Copy everything from the start of the entries down to the line containing "111;30;296;269", both ends included and requests kept as they are. Shift every bounding-box coordinate in the answers by -55.

WORKING DATA start

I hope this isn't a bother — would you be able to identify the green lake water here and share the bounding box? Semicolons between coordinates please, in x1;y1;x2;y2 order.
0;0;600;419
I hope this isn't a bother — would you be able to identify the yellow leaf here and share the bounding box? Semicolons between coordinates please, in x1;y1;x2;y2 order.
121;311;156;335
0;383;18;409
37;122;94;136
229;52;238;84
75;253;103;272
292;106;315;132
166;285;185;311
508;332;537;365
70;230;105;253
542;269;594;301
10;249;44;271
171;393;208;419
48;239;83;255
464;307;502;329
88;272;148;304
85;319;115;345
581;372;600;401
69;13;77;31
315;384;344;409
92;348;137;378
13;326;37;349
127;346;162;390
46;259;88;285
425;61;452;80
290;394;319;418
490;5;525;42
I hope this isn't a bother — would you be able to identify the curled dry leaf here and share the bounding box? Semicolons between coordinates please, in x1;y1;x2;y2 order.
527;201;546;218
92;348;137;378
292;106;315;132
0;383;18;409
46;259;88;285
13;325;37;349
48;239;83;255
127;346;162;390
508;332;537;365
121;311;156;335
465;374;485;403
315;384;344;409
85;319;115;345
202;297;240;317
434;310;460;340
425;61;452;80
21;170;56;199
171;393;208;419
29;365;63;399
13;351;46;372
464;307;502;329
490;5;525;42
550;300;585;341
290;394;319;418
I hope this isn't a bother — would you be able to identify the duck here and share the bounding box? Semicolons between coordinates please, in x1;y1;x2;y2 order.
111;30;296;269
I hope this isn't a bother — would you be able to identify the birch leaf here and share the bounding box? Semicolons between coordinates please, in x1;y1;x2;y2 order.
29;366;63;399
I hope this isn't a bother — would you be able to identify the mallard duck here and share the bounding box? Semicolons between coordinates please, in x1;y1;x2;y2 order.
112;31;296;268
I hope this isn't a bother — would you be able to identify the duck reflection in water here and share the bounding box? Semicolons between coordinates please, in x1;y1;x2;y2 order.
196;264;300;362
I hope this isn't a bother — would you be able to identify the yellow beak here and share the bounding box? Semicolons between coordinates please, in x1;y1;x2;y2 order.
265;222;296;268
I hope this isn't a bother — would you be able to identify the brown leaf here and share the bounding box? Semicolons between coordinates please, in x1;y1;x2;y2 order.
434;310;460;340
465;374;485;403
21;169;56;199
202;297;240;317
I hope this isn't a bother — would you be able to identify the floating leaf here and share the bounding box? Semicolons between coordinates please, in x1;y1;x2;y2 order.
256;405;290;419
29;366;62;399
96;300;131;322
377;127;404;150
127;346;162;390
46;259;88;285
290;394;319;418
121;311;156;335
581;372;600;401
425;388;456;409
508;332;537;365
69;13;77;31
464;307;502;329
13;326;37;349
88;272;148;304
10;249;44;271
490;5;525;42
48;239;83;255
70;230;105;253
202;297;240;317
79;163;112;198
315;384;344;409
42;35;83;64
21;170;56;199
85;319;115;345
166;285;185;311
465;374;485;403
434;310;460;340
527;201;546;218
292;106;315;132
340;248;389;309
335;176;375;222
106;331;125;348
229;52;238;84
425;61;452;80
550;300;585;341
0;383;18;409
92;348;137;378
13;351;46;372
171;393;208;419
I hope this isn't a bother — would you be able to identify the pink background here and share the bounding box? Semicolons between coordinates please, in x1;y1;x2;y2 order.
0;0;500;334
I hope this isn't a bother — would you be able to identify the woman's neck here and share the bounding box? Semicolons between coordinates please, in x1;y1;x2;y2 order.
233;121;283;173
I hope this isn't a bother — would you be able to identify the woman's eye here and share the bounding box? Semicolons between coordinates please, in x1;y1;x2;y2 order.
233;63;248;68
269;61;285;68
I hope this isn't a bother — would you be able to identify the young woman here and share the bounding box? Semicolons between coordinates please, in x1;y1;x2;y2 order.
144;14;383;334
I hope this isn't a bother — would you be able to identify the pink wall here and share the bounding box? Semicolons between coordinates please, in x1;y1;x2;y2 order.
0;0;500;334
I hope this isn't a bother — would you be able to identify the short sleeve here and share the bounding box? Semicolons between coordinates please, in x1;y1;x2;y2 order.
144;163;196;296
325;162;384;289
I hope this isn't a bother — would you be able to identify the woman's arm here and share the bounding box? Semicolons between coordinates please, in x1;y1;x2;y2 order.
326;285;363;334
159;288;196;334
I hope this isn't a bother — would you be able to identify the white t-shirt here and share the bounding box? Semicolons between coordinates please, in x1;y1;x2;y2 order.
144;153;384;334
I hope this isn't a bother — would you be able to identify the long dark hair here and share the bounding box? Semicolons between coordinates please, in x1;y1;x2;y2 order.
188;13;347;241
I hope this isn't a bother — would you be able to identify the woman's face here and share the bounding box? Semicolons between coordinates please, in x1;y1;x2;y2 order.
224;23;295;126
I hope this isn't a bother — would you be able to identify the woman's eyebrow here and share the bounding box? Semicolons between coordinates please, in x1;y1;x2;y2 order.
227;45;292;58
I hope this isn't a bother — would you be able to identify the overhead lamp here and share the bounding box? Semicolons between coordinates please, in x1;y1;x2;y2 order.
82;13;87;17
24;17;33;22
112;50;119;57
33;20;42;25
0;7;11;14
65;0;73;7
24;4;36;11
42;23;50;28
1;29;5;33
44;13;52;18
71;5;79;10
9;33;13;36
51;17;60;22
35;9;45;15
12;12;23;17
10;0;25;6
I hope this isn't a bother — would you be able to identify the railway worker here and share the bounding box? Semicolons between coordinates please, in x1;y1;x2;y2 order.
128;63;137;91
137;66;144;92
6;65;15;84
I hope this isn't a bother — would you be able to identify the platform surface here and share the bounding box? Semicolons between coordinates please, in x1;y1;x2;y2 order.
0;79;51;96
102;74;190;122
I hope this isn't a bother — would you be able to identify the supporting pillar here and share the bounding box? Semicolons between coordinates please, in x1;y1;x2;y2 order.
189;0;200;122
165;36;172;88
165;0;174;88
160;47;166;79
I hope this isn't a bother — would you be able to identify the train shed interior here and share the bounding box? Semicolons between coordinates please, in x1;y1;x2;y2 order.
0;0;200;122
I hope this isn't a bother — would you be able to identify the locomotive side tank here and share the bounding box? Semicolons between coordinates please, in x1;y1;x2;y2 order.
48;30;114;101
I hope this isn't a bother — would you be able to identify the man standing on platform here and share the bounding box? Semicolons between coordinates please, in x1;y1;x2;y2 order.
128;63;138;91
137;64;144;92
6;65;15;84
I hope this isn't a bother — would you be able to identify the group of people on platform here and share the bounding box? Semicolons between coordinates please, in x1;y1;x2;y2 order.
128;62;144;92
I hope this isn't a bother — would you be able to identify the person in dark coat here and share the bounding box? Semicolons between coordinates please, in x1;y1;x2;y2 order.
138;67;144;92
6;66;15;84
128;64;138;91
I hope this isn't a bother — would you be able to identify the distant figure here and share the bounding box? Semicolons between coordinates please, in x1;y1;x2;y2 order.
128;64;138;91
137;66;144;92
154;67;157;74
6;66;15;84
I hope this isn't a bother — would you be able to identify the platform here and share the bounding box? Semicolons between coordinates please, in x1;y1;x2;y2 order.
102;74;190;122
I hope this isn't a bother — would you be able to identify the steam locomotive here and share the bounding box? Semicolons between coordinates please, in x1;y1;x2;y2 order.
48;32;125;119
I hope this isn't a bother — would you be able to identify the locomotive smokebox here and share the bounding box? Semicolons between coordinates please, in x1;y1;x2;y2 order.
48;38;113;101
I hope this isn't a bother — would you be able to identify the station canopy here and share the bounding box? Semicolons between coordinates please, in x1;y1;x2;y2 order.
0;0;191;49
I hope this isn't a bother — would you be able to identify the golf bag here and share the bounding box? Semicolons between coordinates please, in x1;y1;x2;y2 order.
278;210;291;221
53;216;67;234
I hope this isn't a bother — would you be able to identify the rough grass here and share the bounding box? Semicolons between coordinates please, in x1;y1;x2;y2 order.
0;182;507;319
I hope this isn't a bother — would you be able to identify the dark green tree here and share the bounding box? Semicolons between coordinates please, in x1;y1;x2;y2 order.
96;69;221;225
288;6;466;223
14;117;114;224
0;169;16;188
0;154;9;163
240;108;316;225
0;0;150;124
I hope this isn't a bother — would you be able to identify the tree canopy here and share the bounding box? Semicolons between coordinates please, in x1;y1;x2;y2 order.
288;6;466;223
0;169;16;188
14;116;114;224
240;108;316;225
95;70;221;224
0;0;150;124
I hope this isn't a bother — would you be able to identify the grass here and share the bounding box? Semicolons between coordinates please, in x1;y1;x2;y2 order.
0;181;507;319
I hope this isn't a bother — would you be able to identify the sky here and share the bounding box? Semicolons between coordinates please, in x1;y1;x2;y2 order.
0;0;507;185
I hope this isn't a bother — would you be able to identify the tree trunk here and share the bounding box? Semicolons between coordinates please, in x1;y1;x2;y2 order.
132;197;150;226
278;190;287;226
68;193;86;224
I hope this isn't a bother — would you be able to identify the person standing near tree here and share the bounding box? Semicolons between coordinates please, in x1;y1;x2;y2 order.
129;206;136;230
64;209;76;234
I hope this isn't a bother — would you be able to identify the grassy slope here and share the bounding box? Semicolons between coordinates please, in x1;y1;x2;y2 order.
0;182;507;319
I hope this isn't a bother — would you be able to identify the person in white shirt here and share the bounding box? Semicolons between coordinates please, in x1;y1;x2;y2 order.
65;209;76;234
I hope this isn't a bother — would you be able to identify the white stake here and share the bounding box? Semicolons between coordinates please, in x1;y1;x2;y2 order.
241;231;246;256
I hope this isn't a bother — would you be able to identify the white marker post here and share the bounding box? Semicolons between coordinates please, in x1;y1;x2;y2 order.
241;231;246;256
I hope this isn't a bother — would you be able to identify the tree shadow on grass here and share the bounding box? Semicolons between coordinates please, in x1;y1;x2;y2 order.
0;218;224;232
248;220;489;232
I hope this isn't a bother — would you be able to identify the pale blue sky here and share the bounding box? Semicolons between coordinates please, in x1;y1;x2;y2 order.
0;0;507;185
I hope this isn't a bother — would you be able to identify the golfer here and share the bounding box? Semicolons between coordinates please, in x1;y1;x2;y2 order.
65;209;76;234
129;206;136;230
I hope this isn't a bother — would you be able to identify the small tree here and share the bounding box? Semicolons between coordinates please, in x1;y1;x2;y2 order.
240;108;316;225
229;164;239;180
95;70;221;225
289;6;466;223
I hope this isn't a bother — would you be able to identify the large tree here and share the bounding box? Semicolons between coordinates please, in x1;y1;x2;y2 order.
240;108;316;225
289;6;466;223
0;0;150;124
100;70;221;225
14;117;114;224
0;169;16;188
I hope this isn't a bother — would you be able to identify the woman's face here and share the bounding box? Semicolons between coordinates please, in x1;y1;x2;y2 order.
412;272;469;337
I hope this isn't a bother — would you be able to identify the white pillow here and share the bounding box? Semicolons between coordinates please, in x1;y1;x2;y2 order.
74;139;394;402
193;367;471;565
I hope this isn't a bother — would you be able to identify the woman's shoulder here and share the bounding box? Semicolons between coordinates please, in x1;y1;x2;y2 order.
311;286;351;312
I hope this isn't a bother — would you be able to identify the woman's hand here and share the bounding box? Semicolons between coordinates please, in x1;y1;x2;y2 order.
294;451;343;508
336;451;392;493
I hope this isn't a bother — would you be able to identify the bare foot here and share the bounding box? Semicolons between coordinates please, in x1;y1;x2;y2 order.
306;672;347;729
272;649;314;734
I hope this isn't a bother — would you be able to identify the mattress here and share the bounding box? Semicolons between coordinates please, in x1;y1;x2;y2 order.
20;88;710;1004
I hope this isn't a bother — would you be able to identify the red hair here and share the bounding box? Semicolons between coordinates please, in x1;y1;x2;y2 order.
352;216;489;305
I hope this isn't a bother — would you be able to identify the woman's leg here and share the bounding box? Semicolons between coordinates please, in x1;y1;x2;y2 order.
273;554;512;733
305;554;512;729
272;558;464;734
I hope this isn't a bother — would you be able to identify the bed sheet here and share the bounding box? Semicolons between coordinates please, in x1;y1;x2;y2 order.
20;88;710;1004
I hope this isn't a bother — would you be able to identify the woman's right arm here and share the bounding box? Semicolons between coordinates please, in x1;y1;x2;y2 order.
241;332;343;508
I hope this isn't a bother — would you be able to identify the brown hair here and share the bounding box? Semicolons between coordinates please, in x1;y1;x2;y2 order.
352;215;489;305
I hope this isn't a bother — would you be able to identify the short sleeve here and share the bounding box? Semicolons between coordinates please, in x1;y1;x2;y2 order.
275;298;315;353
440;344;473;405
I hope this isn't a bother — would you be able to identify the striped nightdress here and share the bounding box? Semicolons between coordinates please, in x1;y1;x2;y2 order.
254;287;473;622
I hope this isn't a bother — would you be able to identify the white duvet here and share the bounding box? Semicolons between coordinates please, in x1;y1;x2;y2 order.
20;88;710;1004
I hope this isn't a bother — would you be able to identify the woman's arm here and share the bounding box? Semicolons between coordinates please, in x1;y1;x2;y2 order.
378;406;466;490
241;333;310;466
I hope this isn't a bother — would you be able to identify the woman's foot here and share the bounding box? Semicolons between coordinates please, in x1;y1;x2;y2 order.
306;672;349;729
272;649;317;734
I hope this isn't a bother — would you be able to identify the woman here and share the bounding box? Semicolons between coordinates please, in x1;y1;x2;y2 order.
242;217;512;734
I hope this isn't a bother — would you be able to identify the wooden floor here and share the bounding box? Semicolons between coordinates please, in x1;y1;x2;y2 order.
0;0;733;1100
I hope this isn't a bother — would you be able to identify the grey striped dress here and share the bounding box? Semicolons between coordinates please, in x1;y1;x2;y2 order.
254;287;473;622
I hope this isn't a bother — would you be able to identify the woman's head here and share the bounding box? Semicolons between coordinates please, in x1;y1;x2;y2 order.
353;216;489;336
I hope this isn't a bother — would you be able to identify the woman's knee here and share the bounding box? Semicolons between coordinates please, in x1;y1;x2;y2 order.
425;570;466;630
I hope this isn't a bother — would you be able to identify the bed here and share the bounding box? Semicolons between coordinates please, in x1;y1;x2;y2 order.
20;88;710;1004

WORKING DATA end

■ **RESPONSE**:
I hope this isn't a bother — would you be able to identify the green lake water here and share the bounding box? Semicolons between coordinates please, in x1;y1;x2;y2 order.
-55;-55;545;364
I hope this isn't a bother — would you be able to identify the yellow leaf here and share the bounding box? Semicolons between coordinates please, in x1;y1;x2;y2 order.
66;256;101;280
-55;328;-37;354
-18;67;39;81
174;-3;183;29
20;198;48;217
237;51;260;77
111;230;130;256
453;277;482;310
15;175;50;198
487;214;539;246
-45;194;-11;216
116;338;153;364
-7;184;28;200
409;252;447;274
33;217;93;249
30;264;60;290
526;317;545;346
14;-42;22;-24
260;329;289;354
37;293;82;323
-42;271;-18;294
72;291;107;335
-9;204;33;230
370;6;397;25
235;339;264;363
435;-50;470;-13
I hope this isn't a bother — would you be able to identify the curled dry leaf here and share the bounding box? Semicolons between coordinates please, in x1;y1;x2;y2 order.
472;146;491;163
37;293;82;323
237;51;260;77
-55;328;-37;354
-9;204;33;230
-42;270;-18;294
-7;184;28;200
72;291;107;335
453;277;482;310
66;256;101;280
410;319;430;348
260;329;289;354
30;264;60;290
147;242;185;262
379;255;405;285
370;6;397;25
-34;115;1;144
116;338;153;364
-26;310;8;344
-42;296;-9;317
409;252;447;274
435;-50;470;-13
495;245;530;286
235;339;264;363
I hope this isn't a bother — would you be able to identify the duck here and share the bounding box? Semicolons between coordinates please, in x1;y1;x2;y2 order.
56;-25;241;214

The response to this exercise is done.